◆ Passage shown ◆
START
If we take my second point in isolation for a moment, if i was to move the dependent child key from the LINK and into a SAT then the basis of my FACT table in the InfoMart would be the SAT, rather than the LINK, and I would join to the LINK table only to return the required surrogate keys for the relationships in my Star Schema. The granularity of my FACT table would be coming from the SAT rather than the LINK. Is this an acceptable position?

With regard to my first point, the ScheduleOfRates (like Product) HUB has a relationship to the WorksOrderLine and not directly to the WorksOrder (although as the parent of the Line it does have a weak relationship) so the granularity of the relationship I require is at the WorksOrderLine level.

Can I remove the WorksOrderLine from the LINK and still maintain the weak relationship of WorksOrder to ScheduleOfRates?

If so, then I would be able to move the WorksOrderLine to the LINK_SAT as a dependent-child key and take advantage of the benefits you listed above (if it’s OK to base FACT tables predominantly off a SAT as described in my earlier point). However, in order to determine which WorksOrderLine (dependent-child key) relates to which LINK_HASH_KEY in the population of the LINK_SAT I would now need to join on WorksOrder and ScheduleOfRates, from the WorksOrderLine, which would not guarantee me the uniqueness I achieve with WorksOrderLineID. So, I think i’m back to keeping the WorksOrderLineID in the LINK in order to ensure uniqueness (a WorksOrder could have multiple WorksOrderLines with the same ScheduleOfRates).

My initial question was whether I can partition on dependent-child keys, and, thanks to Patrick’s book ( The Data Vault Guru a pragmatic guide on building a data vault, Patrick Cuba pages 234-244) I have been able to determine that the answer is yes. Thank you Patrick, I’m finding the book extremely useful and informative and would definitely recommend it to others.

With regard to my particular requirement regarding the WorksOrderLine and the LINK I think i’m still a little turned around…

Not suggesting — recommending — link-sats = fact table, see https://www.linkedin.com/pulse/data-vault-snowflake-expanding-dimensional-models-patrick-cuba

The use of dep-keys in sats was taught to me by a DV2.0 authorised trainer; it simplifies everything. The same dep-key can be used in multiple satellite tables to give you that grain of detail you need.

Hi Carl!
I really enjoy your questions and I think this topic is very important to debate. My opinion differs a lot (you might already noticed) from the data vault standards. I have faced the challenges that you have challenged and I have chosen to deviate from the dv2 standards to solve them.
To your questions:
A Link with only one Hub and other keys might not be called a peg link, but that is the object that is needed to be able historize the relations between the hub and the other keys. You use the rts or eff sat on the “peg”- link to track what relations that are valid at a specific point in time. Please remember that you can still hang data on hub level on the hub if you need.

The link hashkey must return different hashes for different statusid and historyid for the same hub so the statusid and historyid must be included in the hash calculation.
END
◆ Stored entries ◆
START
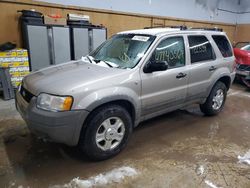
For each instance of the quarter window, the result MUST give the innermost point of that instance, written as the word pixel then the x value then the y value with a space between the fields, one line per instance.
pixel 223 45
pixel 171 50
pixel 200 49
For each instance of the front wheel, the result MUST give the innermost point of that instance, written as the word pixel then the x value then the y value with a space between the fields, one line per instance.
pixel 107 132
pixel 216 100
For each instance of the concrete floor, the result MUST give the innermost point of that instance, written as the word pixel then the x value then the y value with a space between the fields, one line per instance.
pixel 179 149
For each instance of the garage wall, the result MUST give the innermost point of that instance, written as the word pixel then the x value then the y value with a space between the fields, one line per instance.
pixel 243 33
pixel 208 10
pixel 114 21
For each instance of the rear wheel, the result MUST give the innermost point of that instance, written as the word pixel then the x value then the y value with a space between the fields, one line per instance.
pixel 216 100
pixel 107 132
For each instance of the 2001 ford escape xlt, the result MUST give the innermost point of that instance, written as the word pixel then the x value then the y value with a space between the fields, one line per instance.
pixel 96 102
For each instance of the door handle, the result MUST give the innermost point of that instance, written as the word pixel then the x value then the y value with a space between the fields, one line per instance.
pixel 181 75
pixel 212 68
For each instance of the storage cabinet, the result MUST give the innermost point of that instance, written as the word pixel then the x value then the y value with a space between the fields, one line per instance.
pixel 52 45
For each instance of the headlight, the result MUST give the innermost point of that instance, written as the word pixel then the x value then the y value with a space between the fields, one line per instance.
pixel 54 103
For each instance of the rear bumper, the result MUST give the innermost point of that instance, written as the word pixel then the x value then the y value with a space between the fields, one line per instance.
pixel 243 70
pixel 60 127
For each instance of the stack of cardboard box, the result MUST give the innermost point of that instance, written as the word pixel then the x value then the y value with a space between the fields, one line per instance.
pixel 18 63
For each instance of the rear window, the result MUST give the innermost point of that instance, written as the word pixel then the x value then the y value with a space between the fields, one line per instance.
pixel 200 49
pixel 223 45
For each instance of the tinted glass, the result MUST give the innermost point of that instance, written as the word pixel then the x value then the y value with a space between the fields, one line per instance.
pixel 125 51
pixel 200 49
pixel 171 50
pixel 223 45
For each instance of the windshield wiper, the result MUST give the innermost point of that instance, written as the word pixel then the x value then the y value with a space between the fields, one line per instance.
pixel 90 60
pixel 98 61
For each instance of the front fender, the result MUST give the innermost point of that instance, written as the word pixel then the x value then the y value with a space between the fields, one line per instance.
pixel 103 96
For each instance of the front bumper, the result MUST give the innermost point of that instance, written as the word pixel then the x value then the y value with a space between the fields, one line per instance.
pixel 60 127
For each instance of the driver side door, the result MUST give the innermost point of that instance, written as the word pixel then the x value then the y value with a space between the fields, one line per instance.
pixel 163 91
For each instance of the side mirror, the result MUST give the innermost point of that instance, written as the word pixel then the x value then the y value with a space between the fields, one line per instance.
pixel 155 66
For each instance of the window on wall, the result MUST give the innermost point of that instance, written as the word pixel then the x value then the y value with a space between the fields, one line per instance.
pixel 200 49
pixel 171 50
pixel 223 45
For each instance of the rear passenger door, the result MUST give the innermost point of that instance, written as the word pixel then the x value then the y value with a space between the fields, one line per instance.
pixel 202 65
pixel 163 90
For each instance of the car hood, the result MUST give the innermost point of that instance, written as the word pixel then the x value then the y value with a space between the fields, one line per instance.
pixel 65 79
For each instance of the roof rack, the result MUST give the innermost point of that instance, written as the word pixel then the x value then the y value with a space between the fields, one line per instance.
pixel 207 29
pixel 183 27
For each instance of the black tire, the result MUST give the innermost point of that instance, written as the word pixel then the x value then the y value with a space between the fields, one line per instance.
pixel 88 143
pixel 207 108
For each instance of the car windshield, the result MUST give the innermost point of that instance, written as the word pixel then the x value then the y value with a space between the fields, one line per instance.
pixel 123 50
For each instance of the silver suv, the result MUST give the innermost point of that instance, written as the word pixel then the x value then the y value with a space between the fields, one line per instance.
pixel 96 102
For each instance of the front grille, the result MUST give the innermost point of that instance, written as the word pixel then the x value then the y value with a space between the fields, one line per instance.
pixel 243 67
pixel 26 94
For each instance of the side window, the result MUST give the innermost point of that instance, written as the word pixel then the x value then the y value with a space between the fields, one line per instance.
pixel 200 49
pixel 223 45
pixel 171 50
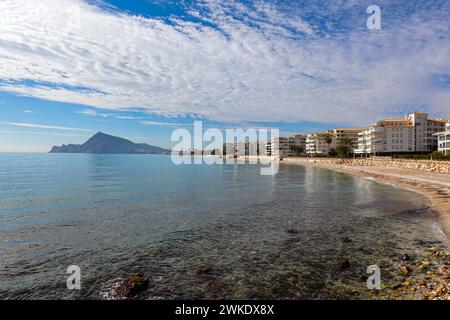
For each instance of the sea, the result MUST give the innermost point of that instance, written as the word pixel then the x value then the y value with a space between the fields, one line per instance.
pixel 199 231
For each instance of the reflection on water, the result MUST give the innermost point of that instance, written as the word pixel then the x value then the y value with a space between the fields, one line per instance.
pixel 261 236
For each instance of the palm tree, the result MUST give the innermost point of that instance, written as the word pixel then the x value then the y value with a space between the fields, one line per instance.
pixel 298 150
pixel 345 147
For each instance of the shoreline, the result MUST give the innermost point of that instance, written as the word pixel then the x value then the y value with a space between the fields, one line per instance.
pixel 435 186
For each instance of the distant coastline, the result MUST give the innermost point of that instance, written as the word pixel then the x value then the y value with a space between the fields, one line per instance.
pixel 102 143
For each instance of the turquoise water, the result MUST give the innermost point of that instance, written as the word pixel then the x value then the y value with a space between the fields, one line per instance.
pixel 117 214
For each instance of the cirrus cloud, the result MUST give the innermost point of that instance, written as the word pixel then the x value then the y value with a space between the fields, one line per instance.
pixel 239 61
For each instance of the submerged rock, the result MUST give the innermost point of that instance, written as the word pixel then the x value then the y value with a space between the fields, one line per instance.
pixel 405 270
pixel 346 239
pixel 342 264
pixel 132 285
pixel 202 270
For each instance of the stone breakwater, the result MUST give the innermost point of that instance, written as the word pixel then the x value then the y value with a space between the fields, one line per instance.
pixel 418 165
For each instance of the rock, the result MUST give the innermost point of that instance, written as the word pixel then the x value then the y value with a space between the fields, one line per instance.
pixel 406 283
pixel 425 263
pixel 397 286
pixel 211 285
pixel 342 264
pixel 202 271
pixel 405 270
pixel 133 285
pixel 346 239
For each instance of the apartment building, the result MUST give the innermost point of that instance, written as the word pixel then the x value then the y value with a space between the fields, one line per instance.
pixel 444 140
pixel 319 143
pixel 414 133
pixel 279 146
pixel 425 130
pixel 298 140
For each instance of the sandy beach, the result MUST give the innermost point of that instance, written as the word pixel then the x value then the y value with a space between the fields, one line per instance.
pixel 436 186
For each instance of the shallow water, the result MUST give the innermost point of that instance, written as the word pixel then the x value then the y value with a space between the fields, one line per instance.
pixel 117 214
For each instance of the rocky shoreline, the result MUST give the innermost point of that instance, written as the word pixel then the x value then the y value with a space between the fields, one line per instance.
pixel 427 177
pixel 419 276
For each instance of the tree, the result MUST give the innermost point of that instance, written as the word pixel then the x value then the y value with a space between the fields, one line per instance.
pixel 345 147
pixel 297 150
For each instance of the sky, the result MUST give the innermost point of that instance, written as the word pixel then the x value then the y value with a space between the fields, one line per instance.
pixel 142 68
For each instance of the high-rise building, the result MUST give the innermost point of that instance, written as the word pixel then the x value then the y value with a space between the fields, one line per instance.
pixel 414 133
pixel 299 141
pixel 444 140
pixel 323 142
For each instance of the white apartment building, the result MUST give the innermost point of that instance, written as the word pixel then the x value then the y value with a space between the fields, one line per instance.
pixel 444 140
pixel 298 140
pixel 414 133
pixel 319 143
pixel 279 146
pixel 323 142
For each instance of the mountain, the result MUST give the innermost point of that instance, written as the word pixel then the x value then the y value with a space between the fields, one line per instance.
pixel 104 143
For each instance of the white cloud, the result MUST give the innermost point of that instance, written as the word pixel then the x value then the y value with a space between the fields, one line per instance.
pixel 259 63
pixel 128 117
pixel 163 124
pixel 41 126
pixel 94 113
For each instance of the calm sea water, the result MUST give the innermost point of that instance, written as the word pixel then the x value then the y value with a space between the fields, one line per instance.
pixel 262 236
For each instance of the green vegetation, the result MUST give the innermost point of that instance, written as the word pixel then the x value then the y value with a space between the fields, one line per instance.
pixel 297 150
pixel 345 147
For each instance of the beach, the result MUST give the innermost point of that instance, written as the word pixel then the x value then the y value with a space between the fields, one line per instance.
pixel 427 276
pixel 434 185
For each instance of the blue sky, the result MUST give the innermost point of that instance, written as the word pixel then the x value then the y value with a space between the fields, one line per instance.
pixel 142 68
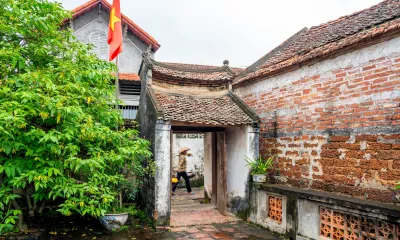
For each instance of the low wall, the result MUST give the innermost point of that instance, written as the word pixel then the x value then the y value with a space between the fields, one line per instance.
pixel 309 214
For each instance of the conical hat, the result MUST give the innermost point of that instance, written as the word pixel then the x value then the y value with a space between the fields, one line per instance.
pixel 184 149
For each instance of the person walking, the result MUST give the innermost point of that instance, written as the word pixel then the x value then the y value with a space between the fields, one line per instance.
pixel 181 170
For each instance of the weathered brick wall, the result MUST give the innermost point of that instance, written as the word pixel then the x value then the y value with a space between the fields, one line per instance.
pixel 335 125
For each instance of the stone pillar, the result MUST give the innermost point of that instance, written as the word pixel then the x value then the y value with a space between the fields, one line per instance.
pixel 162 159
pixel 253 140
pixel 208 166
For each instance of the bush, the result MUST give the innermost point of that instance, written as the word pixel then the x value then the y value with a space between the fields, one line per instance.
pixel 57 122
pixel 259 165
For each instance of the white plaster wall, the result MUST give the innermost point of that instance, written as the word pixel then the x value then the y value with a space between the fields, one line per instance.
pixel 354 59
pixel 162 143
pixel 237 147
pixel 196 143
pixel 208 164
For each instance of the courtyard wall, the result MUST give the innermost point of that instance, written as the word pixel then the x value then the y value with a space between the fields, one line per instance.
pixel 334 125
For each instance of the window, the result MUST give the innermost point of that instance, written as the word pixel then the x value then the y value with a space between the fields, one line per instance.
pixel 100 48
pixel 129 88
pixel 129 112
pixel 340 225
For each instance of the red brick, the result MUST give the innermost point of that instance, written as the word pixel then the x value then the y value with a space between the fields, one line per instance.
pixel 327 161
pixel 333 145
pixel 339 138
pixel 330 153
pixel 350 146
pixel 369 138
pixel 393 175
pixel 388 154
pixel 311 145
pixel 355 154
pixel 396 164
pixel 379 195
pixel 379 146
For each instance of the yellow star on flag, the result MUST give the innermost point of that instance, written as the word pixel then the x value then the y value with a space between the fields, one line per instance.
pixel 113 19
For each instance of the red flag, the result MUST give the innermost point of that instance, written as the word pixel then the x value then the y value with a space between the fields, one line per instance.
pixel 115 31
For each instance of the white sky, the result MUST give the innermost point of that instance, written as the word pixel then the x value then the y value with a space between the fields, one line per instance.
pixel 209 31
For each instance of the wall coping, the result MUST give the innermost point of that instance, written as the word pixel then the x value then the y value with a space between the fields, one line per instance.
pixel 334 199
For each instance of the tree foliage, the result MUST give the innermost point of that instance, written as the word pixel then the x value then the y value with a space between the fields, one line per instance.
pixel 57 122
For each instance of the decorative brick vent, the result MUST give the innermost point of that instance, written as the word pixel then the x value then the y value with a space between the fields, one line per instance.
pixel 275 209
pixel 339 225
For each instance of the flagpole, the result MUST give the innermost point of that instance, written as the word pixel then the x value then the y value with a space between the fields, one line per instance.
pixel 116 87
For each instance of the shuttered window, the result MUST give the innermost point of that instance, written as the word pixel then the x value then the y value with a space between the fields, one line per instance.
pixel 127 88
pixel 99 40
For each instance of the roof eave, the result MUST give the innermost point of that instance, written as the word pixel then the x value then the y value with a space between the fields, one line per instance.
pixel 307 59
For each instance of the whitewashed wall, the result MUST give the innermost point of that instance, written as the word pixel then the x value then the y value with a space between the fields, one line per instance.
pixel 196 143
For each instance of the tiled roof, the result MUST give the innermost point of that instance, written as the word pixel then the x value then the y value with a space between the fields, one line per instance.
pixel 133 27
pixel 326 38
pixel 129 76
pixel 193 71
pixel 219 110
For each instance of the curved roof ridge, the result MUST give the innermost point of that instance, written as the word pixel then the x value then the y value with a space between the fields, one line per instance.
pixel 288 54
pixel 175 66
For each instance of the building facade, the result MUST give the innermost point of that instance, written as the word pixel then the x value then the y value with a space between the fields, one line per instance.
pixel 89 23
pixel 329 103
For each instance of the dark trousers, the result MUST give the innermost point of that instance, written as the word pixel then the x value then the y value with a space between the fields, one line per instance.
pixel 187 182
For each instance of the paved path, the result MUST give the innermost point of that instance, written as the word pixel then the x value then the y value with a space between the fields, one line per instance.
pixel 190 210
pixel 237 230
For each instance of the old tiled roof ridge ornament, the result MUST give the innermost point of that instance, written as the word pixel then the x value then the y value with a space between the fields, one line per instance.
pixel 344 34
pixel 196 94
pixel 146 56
END
◆ Set tasks ◆
1 - In the Data Vault thread, list every distinct term written as one word that mixes upper- and lower-case letters and has a capital letter inside it. Count a plural form as the same term.
2 - Copy out the stored entries from the line containing "For each instance of the rear bumper, the" through the line containing "pixel 163 91", including both of those lines.

◆ Solutions to the problems ◆
1 -
InfoMart
WorksOrderLine
ScheduleOfRates
WorksOrder
WorksOrderLineID

2 -
For each instance of the rear bumper, the result MUST give the innermost point of that instance, written as the word pixel then the x value then the y value with a space between the fields, one line per instance.
pixel 243 70
pixel 60 127
For each instance of the stack of cardboard box, the result MUST give the innermost point of that instance, written as the word pixel then the x value then the y value with a space between the fields, one line per instance.
pixel 18 63
For each instance of the rear window, the result MUST give the innermost point of that instance, written as the word pixel then the x value then the y value with a space between the fields, one line per instance.
pixel 200 49
pixel 223 45
For each instance of the tinted glass, the result MUST give the innermost point of that instance, written as the word pixel then the x value then the y value with a space between the fields, one line per instance.
pixel 125 51
pixel 200 49
pixel 171 50
pixel 223 45
For each instance of the windshield wiper, the result MUST give the innermost point of that instance, written as the word pixel then the x value then the y value with a space between the fields, one line per instance.
pixel 90 60
pixel 98 61
For each instance of the front fender, the result MUST give the innermost point of that instance, written as the word pixel then the x value then the y value with a space between the fields, one line per instance.
pixel 103 96
For each instance of the front bumper, the result MUST give the innermost point of that instance, written as the word pixel then the x value then the y value with a space between the fields, one line per instance.
pixel 60 127
For each instance of the driver side door, the result MUST give the innermost point of that instance, written as the word pixel then the x value then the y value with a space between the fields, one line per instance.
pixel 163 91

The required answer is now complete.